BRIEF: What is needed is an exact copy of the data below, pictures excluded.

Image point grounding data
= = = = = = =

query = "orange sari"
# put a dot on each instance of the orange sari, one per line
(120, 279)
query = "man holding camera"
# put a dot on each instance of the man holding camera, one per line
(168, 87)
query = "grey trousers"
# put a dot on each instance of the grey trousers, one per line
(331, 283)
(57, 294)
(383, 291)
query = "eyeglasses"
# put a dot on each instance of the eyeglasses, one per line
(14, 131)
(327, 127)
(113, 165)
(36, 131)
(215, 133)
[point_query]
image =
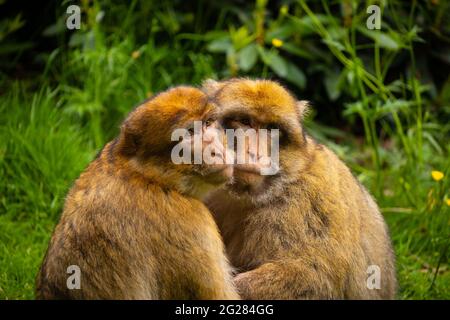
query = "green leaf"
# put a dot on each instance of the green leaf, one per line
(219, 45)
(296, 75)
(332, 85)
(383, 39)
(247, 57)
(274, 61)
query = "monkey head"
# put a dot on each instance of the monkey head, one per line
(253, 105)
(175, 139)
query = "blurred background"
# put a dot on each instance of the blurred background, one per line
(380, 100)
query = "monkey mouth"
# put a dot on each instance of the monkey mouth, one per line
(218, 174)
(248, 168)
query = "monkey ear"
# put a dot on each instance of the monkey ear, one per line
(302, 108)
(211, 86)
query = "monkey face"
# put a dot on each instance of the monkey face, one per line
(176, 136)
(260, 106)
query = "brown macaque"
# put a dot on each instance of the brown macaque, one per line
(133, 223)
(310, 230)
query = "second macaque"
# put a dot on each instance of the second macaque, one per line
(309, 230)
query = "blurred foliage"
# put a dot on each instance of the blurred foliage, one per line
(381, 101)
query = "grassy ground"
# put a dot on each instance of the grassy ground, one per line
(51, 126)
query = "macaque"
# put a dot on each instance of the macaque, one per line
(133, 223)
(310, 230)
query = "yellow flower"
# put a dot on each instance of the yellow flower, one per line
(437, 175)
(136, 54)
(277, 42)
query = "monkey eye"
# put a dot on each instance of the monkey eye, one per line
(191, 131)
(209, 122)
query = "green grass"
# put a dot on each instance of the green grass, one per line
(53, 125)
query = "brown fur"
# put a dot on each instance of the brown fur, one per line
(308, 232)
(132, 221)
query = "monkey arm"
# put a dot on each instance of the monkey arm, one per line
(287, 279)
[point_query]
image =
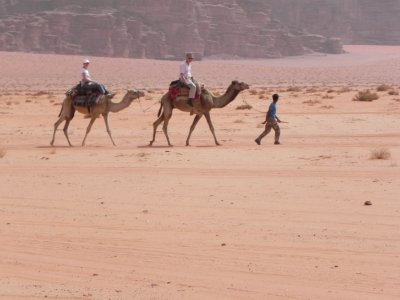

= = = = = = =

ANSWER FOR THE TASK:
query = "orange sari"
# put a dot on each instance of the orange sari, one per line
(120, 279)
query = "man holding camera"
# put a dot on each instance of the man holding camera, one per line
(168, 87)
query = "grey trousers"
# put a dot on each instance of the grey trousers, one per line
(331, 283)
(57, 294)
(383, 291)
query = "eyeglasses"
# put a dot on each instance of the eyeglasses, one per line
(14, 131)
(327, 127)
(113, 165)
(36, 131)
(215, 133)
[point_query]
image =
query = "green leaf"
# put a dot on each instance of the green leaf, one per line
(219, 45)
(296, 75)
(332, 85)
(383, 39)
(247, 57)
(274, 61)
query = "monkey head"
# put a dot on each instance of the monkey head, one per line
(253, 105)
(175, 139)
query = "blurred background"
# put a dot on each instance of the blurred background, one per line
(380, 100)
query = "monkey mouth"
# put a dot on each instance of the monkey mouth, one per line
(218, 174)
(248, 168)
query = "monkey ear"
# put a dot on each instance of the monkey ear, one per line
(302, 108)
(211, 86)
query = "monkey face"
# put a dot on each instance of the monkey face, one per line
(176, 136)
(260, 106)
query = "brown macaque"
# put a dot on each instance of the brown macaque, one per line
(133, 223)
(310, 230)
query = "second macaque"
# put a dot on each instance of the second macaque, one per line
(309, 230)
query = "blurred foliage"
# put a dot on each instance of the blurred foliage, one per line
(381, 101)
query = "grassy ground"
# put a dot on each instance of the grassy ground, one per line
(51, 126)
query = "macaque"
# put a dot on each instance of the macaque, one per line
(133, 223)
(310, 230)
query = "yellow flower"
# put a dot on each instance of the yellow flower, one per line
(437, 175)
(136, 54)
(277, 42)
query = "monkey eye"
# put a dot on each instance of the monkey eye, one per line
(191, 131)
(209, 122)
query = "green grass"
# put a dot on each instance of the green grass, one per line
(53, 125)
query = "brown fur"
# put a dot on each instance of the brown fur, one per line
(308, 232)
(132, 221)
query = "monkey arm"
# put a dot on each instance of the monkey arm, one per line
(287, 279)
[point_query]
image =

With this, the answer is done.